**RECORD LIST**
_ _ _

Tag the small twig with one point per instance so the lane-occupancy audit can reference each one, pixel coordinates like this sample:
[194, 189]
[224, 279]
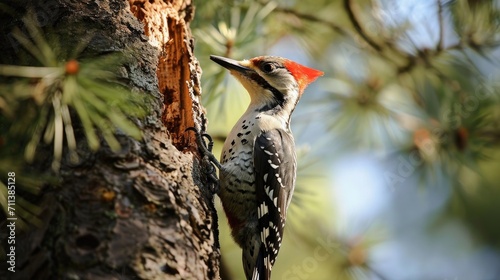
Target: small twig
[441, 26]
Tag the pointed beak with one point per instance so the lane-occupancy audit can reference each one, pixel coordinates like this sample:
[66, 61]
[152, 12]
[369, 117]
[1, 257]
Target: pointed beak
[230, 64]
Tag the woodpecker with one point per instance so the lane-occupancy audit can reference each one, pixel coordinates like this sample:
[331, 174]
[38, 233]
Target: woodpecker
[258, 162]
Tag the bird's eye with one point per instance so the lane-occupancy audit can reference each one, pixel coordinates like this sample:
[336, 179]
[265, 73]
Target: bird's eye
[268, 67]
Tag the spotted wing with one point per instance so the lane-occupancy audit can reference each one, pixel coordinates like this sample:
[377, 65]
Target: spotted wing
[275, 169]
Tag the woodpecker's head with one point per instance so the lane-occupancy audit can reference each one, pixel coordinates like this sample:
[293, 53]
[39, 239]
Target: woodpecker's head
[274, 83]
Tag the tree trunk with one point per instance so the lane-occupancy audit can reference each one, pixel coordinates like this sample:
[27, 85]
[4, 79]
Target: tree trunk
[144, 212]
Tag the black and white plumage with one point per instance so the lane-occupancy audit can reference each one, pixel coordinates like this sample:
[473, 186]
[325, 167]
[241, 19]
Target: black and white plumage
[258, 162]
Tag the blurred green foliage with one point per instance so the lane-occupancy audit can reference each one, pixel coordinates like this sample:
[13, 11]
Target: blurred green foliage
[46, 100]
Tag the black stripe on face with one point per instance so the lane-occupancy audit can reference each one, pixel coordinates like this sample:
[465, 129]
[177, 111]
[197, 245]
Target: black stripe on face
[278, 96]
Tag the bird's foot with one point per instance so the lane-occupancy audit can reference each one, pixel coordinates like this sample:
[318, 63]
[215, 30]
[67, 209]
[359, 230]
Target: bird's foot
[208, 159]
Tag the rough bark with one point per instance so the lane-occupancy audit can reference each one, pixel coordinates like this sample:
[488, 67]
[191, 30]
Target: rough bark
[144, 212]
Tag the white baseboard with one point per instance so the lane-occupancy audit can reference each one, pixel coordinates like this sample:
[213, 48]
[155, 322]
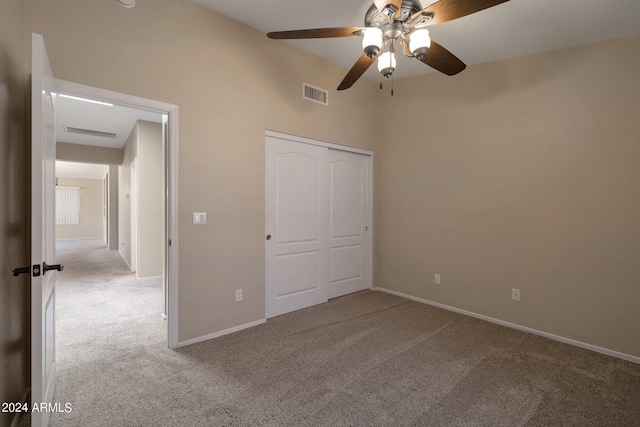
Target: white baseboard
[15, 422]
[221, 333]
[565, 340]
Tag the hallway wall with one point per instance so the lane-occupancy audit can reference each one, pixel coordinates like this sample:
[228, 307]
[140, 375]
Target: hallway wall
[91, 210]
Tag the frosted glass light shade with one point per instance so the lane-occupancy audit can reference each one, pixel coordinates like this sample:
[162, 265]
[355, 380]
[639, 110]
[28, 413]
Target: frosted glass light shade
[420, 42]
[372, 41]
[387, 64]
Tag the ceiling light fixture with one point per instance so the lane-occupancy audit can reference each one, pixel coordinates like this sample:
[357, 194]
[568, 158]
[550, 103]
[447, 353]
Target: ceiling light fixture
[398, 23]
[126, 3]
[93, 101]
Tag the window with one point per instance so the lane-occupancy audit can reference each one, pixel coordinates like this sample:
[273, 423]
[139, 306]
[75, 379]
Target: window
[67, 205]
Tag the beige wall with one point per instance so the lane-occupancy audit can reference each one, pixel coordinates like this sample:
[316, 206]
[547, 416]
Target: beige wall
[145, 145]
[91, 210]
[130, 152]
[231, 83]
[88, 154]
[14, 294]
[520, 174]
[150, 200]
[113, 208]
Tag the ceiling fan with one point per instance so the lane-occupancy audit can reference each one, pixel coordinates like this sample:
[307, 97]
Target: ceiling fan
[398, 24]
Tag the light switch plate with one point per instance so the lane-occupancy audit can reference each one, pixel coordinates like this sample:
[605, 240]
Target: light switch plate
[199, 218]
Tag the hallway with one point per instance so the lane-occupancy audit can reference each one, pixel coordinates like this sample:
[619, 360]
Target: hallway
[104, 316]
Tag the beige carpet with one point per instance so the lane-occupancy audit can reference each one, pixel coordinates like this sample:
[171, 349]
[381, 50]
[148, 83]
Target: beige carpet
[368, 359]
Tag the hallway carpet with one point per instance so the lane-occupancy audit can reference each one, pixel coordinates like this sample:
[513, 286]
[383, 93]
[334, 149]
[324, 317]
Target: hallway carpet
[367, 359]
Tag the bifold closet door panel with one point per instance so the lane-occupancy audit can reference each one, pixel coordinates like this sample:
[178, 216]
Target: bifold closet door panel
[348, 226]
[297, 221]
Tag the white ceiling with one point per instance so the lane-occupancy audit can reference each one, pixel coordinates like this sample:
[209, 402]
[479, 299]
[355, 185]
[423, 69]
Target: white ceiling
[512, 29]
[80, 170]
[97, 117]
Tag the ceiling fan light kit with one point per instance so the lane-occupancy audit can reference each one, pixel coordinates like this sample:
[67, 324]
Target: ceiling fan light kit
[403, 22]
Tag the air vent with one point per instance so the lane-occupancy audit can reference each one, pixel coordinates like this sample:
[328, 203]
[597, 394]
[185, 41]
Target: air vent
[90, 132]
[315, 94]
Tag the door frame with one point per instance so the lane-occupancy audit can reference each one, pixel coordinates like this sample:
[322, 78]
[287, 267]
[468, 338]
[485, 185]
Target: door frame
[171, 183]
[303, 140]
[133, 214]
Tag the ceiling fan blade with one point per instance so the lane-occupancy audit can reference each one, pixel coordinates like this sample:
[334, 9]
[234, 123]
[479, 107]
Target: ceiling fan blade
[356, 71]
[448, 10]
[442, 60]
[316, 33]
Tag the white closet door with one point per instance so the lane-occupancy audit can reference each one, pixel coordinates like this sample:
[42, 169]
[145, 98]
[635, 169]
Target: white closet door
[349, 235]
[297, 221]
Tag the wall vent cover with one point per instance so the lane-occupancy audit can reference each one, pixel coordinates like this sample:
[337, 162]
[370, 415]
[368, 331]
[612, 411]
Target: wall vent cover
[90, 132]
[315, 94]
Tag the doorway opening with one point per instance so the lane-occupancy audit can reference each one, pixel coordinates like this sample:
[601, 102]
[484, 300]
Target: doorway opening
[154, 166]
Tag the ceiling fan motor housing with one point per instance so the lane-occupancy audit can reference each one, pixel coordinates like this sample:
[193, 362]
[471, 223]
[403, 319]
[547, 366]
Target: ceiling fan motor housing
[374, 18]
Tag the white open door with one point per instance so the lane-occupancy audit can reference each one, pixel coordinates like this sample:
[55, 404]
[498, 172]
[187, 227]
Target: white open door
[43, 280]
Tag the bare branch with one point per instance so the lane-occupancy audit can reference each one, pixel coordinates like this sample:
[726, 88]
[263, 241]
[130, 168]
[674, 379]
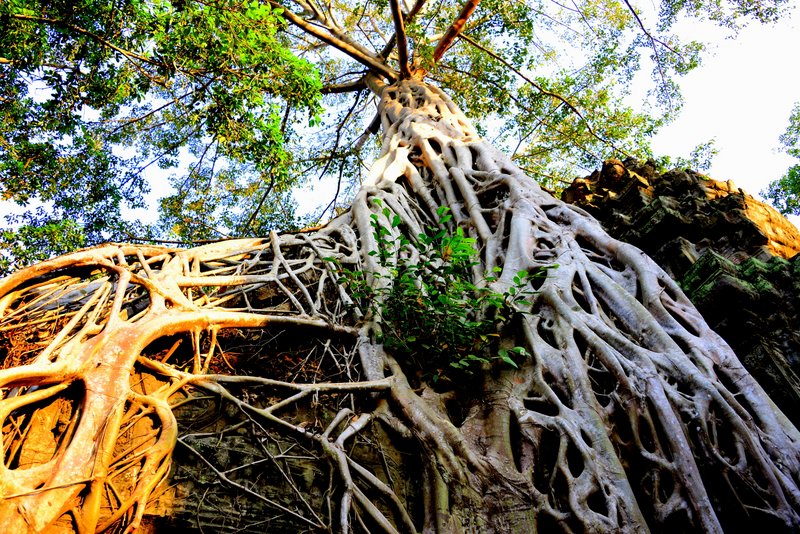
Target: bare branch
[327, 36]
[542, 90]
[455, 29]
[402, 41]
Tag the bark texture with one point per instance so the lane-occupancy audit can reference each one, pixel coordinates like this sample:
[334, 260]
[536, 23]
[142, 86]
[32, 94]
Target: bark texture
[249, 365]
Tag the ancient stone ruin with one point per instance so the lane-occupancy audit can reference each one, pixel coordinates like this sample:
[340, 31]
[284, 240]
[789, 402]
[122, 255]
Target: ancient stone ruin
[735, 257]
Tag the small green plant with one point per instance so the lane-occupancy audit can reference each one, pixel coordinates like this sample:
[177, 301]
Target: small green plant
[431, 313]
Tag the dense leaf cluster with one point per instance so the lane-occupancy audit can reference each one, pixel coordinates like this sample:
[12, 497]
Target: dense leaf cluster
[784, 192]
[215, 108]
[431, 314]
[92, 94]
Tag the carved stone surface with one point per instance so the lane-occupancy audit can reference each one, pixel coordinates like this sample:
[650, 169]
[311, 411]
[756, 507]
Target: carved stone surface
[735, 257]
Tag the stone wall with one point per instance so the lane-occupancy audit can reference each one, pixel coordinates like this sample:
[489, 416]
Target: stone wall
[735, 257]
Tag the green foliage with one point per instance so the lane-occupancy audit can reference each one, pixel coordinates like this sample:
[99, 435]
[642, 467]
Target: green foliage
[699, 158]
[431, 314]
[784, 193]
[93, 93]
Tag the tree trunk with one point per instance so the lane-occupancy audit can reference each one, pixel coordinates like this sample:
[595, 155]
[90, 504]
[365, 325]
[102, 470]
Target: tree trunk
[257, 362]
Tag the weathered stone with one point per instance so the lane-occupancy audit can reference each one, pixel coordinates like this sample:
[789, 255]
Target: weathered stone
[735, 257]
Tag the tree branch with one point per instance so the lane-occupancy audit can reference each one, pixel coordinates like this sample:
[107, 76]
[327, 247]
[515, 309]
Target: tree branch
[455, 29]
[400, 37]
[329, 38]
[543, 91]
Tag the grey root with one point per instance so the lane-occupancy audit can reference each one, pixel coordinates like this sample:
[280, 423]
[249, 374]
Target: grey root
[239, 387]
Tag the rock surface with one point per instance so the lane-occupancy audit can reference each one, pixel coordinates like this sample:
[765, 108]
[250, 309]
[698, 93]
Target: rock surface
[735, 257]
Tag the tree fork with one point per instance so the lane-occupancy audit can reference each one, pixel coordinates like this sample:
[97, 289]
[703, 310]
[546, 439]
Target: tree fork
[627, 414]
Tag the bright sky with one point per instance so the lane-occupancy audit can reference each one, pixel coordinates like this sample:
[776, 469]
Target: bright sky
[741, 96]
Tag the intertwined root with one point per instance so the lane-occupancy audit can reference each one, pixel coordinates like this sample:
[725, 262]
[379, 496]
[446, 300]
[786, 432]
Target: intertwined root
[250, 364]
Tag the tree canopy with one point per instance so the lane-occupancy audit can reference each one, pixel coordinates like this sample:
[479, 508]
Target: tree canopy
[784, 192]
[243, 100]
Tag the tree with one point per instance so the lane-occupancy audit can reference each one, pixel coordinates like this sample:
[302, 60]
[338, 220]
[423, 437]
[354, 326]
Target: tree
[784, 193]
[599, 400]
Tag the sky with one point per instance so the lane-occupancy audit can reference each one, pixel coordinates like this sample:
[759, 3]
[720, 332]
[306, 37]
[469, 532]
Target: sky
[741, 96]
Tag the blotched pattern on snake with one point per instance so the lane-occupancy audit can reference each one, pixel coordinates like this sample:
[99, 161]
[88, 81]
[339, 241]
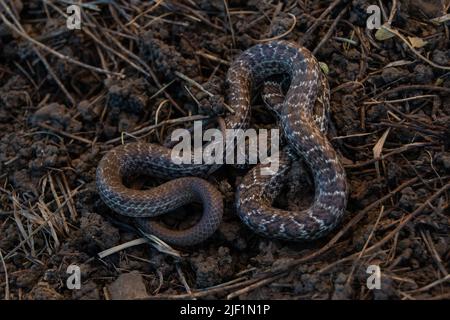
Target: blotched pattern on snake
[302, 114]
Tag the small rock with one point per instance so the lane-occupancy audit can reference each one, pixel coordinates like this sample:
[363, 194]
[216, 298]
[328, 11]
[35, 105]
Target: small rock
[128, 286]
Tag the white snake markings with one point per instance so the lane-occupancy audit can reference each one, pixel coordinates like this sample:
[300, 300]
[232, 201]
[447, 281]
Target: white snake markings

_ _ _

Put the lines of the records into a JSON list of strings, one string per line and no blank lines, starting with the line containing "Tag the tree with" and continuing through the end of the records. Leave the pictures out of the list.

**COMPLETE ANSWER**
[
  "Tag the tree with one point per instance so the lane-occupancy audit can reference each one, pixel coordinates like this sample:",
  "[302, 60]",
  "[338, 220]",
  "[423, 437]",
  "[354, 326]",
  "Target: tree",
  "[784, 193]",
  "[599, 400]",
  "Tag the sky with one point per instance so the lane-occupancy audit can reference each one, pixel coordinates like this sample:",
  "[759, 3]",
  "[720, 332]",
  "[306, 37]",
  "[469, 532]",
  "Target: sky",
  "[741, 96]",
  "Tag the blotched pattern on snake with one point per instance so the lane-occupancy audit can reference each one, pixel coordinates like this sample:",
  "[99, 161]",
  "[88, 81]",
  "[339, 241]",
  "Target: blotched pattern on snake",
  "[302, 114]",
  "Tag the small rock with one point per instance so the lane-occupancy audit can reference each one, pixel coordinates like this sample:",
  "[363, 194]",
  "[216, 298]",
  "[328, 11]",
  "[35, 105]",
  "Target: small rock",
  "[128, 286]",
  "Tag the white snake markings with one point per instance so the lane-occupancy audit can reference each one, pixel coordinates like this sample:",
  "[300, 300]",
  "[232, 201]",
  "[447, 281]",
  "Target: white snake markings"
]